**WORK TO DO:**
Print the records again, character for character.

[MATERIAL TO PROCESS start]

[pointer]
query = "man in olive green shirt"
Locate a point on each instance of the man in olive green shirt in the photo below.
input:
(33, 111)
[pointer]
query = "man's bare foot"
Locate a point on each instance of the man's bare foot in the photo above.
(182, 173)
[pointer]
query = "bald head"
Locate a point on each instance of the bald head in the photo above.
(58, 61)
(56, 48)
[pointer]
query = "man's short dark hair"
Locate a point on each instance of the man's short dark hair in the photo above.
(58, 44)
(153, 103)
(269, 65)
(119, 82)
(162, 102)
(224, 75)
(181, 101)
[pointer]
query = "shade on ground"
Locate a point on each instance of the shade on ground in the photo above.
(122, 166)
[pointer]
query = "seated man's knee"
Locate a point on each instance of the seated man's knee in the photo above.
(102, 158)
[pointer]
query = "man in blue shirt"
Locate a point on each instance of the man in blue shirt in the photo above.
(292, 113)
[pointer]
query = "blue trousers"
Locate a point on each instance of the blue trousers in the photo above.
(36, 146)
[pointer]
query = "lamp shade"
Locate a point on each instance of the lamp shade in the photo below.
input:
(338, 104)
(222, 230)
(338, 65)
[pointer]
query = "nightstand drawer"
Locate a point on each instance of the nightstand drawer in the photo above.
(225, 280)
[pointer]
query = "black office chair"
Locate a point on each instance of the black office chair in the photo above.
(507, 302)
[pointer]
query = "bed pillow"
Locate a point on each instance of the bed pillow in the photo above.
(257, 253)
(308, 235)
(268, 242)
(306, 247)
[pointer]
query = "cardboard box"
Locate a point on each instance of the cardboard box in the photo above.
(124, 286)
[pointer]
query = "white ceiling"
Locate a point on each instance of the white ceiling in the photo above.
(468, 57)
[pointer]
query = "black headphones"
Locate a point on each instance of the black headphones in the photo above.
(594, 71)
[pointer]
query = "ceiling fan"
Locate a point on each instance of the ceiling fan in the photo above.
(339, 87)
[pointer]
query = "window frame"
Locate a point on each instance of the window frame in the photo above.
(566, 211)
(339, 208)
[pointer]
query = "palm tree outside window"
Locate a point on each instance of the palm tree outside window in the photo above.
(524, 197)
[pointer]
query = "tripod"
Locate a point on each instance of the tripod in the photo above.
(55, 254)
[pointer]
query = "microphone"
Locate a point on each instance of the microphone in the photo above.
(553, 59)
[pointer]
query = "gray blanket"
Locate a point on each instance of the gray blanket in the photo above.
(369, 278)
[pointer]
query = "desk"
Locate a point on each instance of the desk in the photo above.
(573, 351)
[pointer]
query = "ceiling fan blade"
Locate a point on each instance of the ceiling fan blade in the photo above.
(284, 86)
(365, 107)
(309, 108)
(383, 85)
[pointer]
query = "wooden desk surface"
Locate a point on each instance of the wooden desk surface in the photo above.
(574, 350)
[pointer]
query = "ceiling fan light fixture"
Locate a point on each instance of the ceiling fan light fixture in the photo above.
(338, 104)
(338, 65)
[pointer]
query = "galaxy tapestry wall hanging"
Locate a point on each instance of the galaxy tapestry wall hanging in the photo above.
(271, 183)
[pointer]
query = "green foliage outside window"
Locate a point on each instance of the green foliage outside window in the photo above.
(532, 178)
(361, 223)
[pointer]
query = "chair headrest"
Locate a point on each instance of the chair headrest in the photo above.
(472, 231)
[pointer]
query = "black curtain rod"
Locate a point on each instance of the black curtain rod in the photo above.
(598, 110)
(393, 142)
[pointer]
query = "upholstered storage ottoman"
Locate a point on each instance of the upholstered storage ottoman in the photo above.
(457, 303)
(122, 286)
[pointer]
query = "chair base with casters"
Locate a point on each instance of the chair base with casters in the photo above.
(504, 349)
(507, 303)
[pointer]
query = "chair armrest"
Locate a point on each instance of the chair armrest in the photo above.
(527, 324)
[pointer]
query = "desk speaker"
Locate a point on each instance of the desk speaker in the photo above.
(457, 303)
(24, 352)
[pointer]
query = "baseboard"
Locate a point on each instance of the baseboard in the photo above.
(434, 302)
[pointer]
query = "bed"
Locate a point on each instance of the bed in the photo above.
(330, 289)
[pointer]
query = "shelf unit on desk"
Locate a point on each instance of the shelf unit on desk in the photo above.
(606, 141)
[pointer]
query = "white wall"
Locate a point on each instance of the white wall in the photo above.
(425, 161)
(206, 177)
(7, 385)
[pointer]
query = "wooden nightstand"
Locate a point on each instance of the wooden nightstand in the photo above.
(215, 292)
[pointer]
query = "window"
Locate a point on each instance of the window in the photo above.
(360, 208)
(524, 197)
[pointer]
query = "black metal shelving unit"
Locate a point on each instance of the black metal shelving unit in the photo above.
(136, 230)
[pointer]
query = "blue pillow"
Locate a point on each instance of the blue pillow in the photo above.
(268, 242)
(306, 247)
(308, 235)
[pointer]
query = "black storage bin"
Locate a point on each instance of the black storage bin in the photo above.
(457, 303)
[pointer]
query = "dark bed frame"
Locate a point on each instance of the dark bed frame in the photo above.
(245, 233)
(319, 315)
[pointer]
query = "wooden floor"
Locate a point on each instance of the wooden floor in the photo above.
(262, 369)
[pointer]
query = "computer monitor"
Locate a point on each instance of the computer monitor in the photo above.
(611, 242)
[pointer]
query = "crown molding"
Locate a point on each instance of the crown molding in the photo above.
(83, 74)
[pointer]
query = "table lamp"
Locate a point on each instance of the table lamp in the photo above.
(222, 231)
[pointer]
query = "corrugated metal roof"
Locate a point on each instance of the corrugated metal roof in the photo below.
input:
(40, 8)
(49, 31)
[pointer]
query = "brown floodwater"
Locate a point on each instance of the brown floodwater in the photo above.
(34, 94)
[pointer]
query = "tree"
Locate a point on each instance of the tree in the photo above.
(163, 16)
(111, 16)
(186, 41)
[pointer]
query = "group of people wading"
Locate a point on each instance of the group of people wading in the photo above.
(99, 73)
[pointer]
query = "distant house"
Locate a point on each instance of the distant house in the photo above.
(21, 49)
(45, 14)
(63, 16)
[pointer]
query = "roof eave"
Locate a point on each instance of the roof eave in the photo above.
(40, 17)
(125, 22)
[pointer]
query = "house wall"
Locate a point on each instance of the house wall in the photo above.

[MATERIAL TO PROCESS end]

**RESPONSE:**
[pointer]
query = "man in olive green shirt"
Locate a point on each instance of the man in olive green shirt in the photo below.
input:
(33, 111)
[pointer]
query = "man's bare foot"
Locate a point on each instance of the man's bare foot in the photo above.
(182, 173)
[pointer]
query = "bald head"
Locate a point on each instance of the bald head in the photo above.
(58, 61)
(56, 48)
[pointer]
query = "man's short dark hair"
Locate a point on each instance of the man's short dark hair in the photo above.
(58, 44)
(153, 103)
(269, 65)
(119, 82)
(162, 102)
(224, 75)
(181, 101)
[pointer]
query = "shade on ground"
Locate a point on each instance of the shade on ground in the photo above.
(122, 166)
[pointer]
query = "seated man's knee"
Locate a point on each instance of the seated man's knee in the photo above.
(102, 158)
[pointer]
query = "man in blue shirt"
Locate a point on each instance of the man in blue shirt in the photo above.
(292, 113)
[pointer]
query = "blue trousers"
Locate a point on each instance of the blue trousers in the photo above.
(36, 146)
[pointer]
query = "lamp shade"
Locate a point on each instance of the lamp shade in the photo below.
input:
(338, 104)
(222, 230)
(338, 65)
[pointer]
query = "nightstand drawer"
Locate a point on each instance of the nightstand drawer in the photo above.
(225, 280)
[pointer]
query = "black office chair"
Locate a point on each instance of the black office chair in the photo above.
(507, 302)
[pointer]
query = "bed pillow"
Locate a point on each instance of the bed pillow in the photo above.
(257, 253)
(308, 235)
(268, 242)
(306, 247)
[pointer]
query = "cardboard box"
Locate a point on each instance of the cardboard box in the photo above.
(124, 286)
[pointer]
query = "white ceiling"
Locate a point on each instance of the white ceiling in the photo above.
(468, 57)
[pointer]
query = "black headphones"
Locate a point on each instance of the black headphones in the photo above.
(594, 71)
[pointer]
query = "ceiling fan"
Locate a point on each instance of the ceiling fan in the photo above.
(339, 87)
[pointer]
query = "window frame"
Locate a point on each instance of the window frame in the photo above.
(566, 211)
(339, 208)
[pointer]
query = "palm tree outside window"
Locate a point on each instance of the palm tree outside window in the photo above.
(524, 197)
[pointer]
query = "tripod"
Locate a point on each instance of the tripod in the photo above.
(55, 254)
[pointer]
query = "microphone"
Locate a point on each instance of the microphone in the photo above.
(553, 59)
[pointer]
query = "gray blanket"
Locate a point on each instance of the gray blanket in the photo above.
(369, 278)
[pointer]
query = "desk"
Locate a point on each instance of the desk in the photo above.
(573, 351)
[pointer]
query = "ceiling fan blade"
Locate a point on each instance of the ceiling fan blade in the photo above.
(284, 86)
(365, 107)
(309, 108)
(383, 85)
[pointer]
query = "wooden desk surface"
Locate a point on each instance of the wooden desk surface in the photo above.
(574, 350)
[pointer]
query = "ceiling fan light fixture"
Locate a point on each instance of the ceiling fan light fixture in the photo above.
(338, 104)
(338, 65)
[pointer]
query = "galaxy tapestry wall hanging"
Locate a point on each instance of the galaxy tapestry wall hanging in the photo above.
(271, 183)
[pointer]
query = "green foliage outside window"
Locate a point on each instance of the green foliage outside window in the photo above.
(532, 178)
(361, 223)
[pointer]
query = "chair headrest"
Locate a point on each instance of the chair headrest in the photo above.
(472, 231)
[pointer]
query = "black curtain rod"
Locate a point on each instance of the black curtain rod in the photo above.
(598, 110)
(393, 142)
[pointer]
query = "upholstered storage ottoman"
Locate a point on each instance of the upholstered storage ottoman in the photo above.
(457, 303)
(122, 286)
[pointer]
query = "chair base with casters"
Locate a point on each instance of the chair base with casters in the photo above.
(504, 349)
(507, 303)
[pointer]
query = "chair armrest"
Locate a point on each instance of the chair armrest in the photo above.
(527, 324)
[pointer]
query = "desk speaker"
Locate a point on each instance of the desk speaker in the photo above.
(457, 303)
(24, 352)
[pointer]
query = "baseboard"
Locate a point on each instance of the baseboard in the photo above.
(434, 302)
[pointer]
query = "bed"
Locate a point on each instance of the bed in the photo above.
(330, 289)
[pointer]
query = "shelf unit on desk"
Locate a point on each instance of the shelf unit on desk in the photo above.
(606, 141)
[pointer]
query = "white wall"
Locate a point on each instance of the white wall in the photo above.
(425, 161)
(206, 177)
(7, 385)
[pointer]
query = "wooden nightstand"
Locate a point on each instance of the wooden nightstand in the photo above.
(215, 292)
[pointer]
query = "window"
Locate a point on each instance of the window in the photo above.
(360, 208)
(524, 197)
[pointer]
query = "black metal shelving unit"
Locate a point on each instance of the black metal shelving unit in the photo above.
(136, 230)
[pointer]
query = "blue pillow"
Locate a point on each instance of the blue pillow in the photo above.
(268, 242)
(306, 247)
(308, 235)
[pointer]
query = "black storage bin"
Locate a point on each instance of the black storage bin in the photo above.
(457, 303)
[pointer]
query = "dark bed frame"
Locate a point on each instance of the dark bed frame in the photo above.
(245, 233)
(319, 315)
[pointer]
query = "wooden floor"
Locate a point on each instance of the wooden floor in the photo above.
(262, 369)
[pointer]
query = "computer monitor"
Locate a point on each instance of the computer monitor in the photo above.
(611, 242)
[pointer]
query = "crown molding"
Locate a point on each instance of the crown molding in the photo above.
(83, 74)
[pointer]
query = "table lamp"
Locate a point on each instance of the table lamp in the photo above.
(222, 231)
[pointer]
query = "corrugated metal roof"
Locate a point on each instance of the corrugated metal roof in the photo below.
input:
(40, 8)
(49, 31)
[pointer]
query = "brown floodwater"
Locate a point on each instance of the brown floodwater in the photo above.
(34, 94)
[pointer]
query = "tree"
Locate a point on each instance of the tree in the photo above.
(163, 16)
(111, 16)
(186, 41)
[pointer]
query = "group of people wading"
Locate a point on each instance of the group of people wading in the photo above.
(99, 73)
[pointer]
query = "distant house"
Locate a point on each instance of the distant house in the photo above.
(21, 49)
(45, 14)
(63, 16)
[pointer]
query = "roof eave"
Locate a point on each instance of the roof eave in the photo above.
(40, 17)
(125, 22)
[pointer]
query = "house wall"
Locate a point on each instance of the house wall in the photo above.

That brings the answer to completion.